▶ [EXERCISE AIM]: Retype the entries word for word, leaving nothing out.

Top of DATASET RECORDS

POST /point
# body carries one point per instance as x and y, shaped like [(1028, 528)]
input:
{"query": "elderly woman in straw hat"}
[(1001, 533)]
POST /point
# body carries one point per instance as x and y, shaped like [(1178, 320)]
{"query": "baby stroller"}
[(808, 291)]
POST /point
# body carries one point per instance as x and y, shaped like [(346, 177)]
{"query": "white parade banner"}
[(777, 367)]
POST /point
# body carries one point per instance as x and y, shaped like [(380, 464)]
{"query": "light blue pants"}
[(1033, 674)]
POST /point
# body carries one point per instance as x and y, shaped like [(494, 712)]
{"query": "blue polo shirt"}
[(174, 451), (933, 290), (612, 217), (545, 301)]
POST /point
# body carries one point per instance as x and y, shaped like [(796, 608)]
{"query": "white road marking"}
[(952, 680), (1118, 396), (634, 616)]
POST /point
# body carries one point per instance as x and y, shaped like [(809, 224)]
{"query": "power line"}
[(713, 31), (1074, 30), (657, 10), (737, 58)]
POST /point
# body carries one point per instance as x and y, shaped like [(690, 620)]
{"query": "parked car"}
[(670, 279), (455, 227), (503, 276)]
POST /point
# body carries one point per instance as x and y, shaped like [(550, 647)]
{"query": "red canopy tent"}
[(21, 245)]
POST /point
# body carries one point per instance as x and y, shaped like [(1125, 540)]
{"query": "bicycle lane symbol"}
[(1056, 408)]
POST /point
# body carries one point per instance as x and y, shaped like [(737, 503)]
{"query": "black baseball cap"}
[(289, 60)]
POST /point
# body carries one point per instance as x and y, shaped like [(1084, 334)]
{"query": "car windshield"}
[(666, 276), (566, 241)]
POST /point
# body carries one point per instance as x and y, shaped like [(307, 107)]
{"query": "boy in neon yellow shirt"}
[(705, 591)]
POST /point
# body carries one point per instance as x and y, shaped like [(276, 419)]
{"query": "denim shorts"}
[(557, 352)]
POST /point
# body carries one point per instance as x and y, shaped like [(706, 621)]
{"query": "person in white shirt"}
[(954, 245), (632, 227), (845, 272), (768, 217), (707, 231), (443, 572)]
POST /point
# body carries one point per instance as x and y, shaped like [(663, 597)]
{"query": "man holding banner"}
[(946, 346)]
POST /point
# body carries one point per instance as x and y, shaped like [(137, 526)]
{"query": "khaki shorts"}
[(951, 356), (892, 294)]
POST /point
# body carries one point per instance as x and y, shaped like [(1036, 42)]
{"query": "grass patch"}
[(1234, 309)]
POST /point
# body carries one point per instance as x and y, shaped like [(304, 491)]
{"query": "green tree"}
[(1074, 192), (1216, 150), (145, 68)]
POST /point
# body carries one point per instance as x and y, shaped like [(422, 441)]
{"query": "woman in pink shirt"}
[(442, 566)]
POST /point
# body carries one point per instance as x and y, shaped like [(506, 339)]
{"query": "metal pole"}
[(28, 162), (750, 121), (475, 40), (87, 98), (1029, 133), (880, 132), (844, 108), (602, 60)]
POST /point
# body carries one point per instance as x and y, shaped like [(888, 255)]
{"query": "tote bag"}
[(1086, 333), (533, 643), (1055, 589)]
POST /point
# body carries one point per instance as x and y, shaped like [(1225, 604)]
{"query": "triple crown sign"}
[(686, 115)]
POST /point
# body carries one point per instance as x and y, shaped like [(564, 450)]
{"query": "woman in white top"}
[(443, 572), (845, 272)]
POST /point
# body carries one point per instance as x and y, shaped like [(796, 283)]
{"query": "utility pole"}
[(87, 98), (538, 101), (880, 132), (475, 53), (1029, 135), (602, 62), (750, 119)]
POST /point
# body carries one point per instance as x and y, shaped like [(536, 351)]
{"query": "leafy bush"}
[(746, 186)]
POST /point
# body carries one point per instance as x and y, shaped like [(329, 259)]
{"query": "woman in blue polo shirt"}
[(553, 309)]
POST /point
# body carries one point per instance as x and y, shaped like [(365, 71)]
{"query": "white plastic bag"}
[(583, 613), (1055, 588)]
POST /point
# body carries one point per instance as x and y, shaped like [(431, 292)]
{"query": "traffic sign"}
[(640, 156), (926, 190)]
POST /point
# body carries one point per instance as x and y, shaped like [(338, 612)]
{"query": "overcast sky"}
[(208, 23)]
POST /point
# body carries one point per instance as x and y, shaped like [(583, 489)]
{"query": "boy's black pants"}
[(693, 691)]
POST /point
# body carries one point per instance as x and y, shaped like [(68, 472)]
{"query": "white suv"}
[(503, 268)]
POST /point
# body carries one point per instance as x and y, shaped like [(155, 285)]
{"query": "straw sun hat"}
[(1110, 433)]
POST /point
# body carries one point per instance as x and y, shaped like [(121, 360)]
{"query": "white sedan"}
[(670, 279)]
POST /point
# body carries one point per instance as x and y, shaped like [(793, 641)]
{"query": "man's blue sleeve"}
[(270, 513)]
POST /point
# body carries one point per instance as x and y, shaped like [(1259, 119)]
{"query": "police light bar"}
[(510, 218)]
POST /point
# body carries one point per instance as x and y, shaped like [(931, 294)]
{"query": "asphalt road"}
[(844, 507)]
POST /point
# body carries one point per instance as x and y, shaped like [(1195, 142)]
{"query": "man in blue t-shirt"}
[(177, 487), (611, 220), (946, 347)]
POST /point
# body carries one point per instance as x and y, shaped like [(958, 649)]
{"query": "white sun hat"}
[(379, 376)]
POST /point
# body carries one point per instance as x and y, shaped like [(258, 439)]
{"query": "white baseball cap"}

Bottom of DATASET RECORDS

▶ [WRITTEN SOLUTION]:
POST /point
# body carries one point per instance as x and y, shaped like [(1028, 528)]
input:
{"query": "elderly woman in straw hat"}
[(1001, 533)]
POST /point
# body carries one point per instance as x and y, shaped like [(1178, 320)]
{"query": "baby stroller"}
[(808, 291)]
POST /point
# body carries one point per instance as x and y, shaped like [(346, 177)]
{"query": "white parade banner"}
[(777, 367)]
POST /point
# body carries one point per instance as x and y, shaped like [(380, 464)]
{"query": "light blue pants"}
[(1033, 674)]
POST /point
# body carries one point per instance as x and y, shaped like [(494, 712)]
{"query": "blue polo shirt"}
[(174, 451), (933, 290), (612, 217), (545, 301)]
POST /point
# body carries one point per instance as x and y, shaped like [(796, 608)]
{"query": "white road marking"}
[(952, 680), (1118, 396), (634, 616)]
POST /point
# body carries one point per instance as x and y, shaped like [(809, 224)]
{"query": "power line"}
[(713, 31), (1074, 30), (657, 10), (737, 58)]
POST /point
# body carries one point per instance as x and y, shaped like [(690, 620)]
{"query": "parked car"}
[(670, 279), (455, 227), (503, 276)]
POST /point
# body carries one point per instance as x and y, shaped like [(550, 647)]
{"query": "red canopy tent"}
[(21, 245)]
POST /point
# body carries one point per instance as x and y, shaped like [(1125, 540)]
{"query": "bicycle lane symbol"}
[(1056, 408)]
POST /point
# body carries one point per instance as x and y, shaped like [(737, 503)]
{"query": "black baseball cap"}
[(289, 60)]
POST /point
# body carries one point per instance as x and y, shaped like [(1084, 334)]
{"query": "car windshield"}
[(666, 276), (566, 241)]
POST /point
# body carries one point per instance as x and y, shaped like [(307, 107)]
{"query": "boy in neon yellow shirt"}
[(705, 591)]
POST /point
# body carries one point per instance as x and y, shaped like [(276, 419)]
{"query": "denim shorts"}
[(557, 352)]
POST /point
# body carries one point per instance as x and y, shaped like [(706, 621)]
{"query": "person in white shirt"}
[(954, 245), (632, 227), (845, 272), (768, 217), (707, 231), (443, 572)]
POST /point
# body carries one point per instance as x and y, shaped like [(663, 597)]
{"query": "man holding banner"}
[(946, 346)]
POST /point
# body carries one point per instance as x and y, shaped like [(137, 526)]
{"query": "khaki shorts"}
[(951, 356), (892, 294)]
POST /point
# body carries one point per instance as x and y, shaped like [(1036, 42)]
{"query": "grass patch"}
[(1234, 309)]
POST /point
# body carries one point per instance as x and y, shaped like [(304, 491)]
{"query": "green tree"}
[(1074, 192), (1216, 150), (145, 68)]
POST /point
# body carries one point per instance as x and y, shaped like [(422, 441)]
{"query": "woman in pink shirt"}
[(442, 566)]
POST /point
# body carries one point per instance as x and y, shaped like [(506, 339)]
{"query": "metal pole"}
[(28, 162), (750, 121), (475, 40), (87, 98), (1029, 133), (880, 132), (844, 108), (602, 60)]
POST /point
# body carries one point per instance as x and y, shaped like [(888, 255)]
{"query": "tote bag"}
[(1086, 333), (533, 643), (1055, 589)]
POST /point
# body carries one point per instance as x and y, shaped like [(1225, 604)]
{"query": "triple crown sign"}
[(686, 115)]
POST /point
# body carries one point per instance as x and y, shaped like [(564, 450)]
{"query": "woman in white top"}
[(443, 572), (845, 272)]
POST /point
# body carries one point per instance as x and y, shaped like [(796, 283)]
{"query": "utility pole"}
[(87, 98), (538, 101), (880, 132), (475, 53), (1029, 135), (602, 62), (750, 119)]
POST /point
# body carries one point per instance as x and y, shaped like [(536, 351)]
{"query": "leafy bush"}
[(746, 186)]
POST /point
# body carries one point per instance as x and y, shaped like [(329, 259)]
{"query": "woman in blue polo shirt"}
[(553, 309)]
POST /point
# body carries one point per instance as x and y, shaped like [(365, 71)]
{"query": "white plastic bag"}
[(583, 613), (1055, 588)]
POST /point
# body carries one point per instance as x and y, shaped like [(431, 292)]
{"query": "traffic sign"}
[(640, 156), (926, 190)]
POST /point
# body carries one point per instance as x and y, shaped like [(338, 612)]
{"query": "overcast sky"}
[(208, 23)]
POST /point
# body carries one point per instance as x and y, shaped like [(583, 489)]
{"query": "boy's black pants"}
[(693, 691)]
POST /point
# body carries one point per instance as x and y, shaped like [(68, 472)]
{"query": "white suv"}
[(503, 268)]
POST /point
# body carries one point per instance as x and y, shaped like [(155, 285)]
{"query": "straw sun hat"}
[(1110, 433)]
POST /point
# body carries one point per instance as x and y, shaped like [(121, 360)]
{"query": "white sedan"}
[(670, 279)]
POST /point
# body carries one point per instance as x and y, shaped like [(793, 641)]
{"query": "man's blue sleeve"}
[(270, 513)]
POST /point
# body carries one point per instance as x and y, shaped like [(1259, 119)]
{"query": "police light bar"}
[(510, 218)]
POST /point
# body carries one point per instance as x and y, shaped like [(931, 294)]
{"query": "asphalt road"}
[(844, 507)]
POST /point
# body carries one point per instance as x and y, shaped like [(1195, 142)]
{"query": "man in blue t-shirt"}
[(177, 487), (611, 220), (946, 347)]
POST /point
# body carries one point per instance as x and y, shaped like [(958, 649)]
{"query": "white sun hat"}
[(379, 376)]
POST /point
# body carries one point per instance as x and y, shaped like [(258, 439)]
{"query": "white baseball cap"}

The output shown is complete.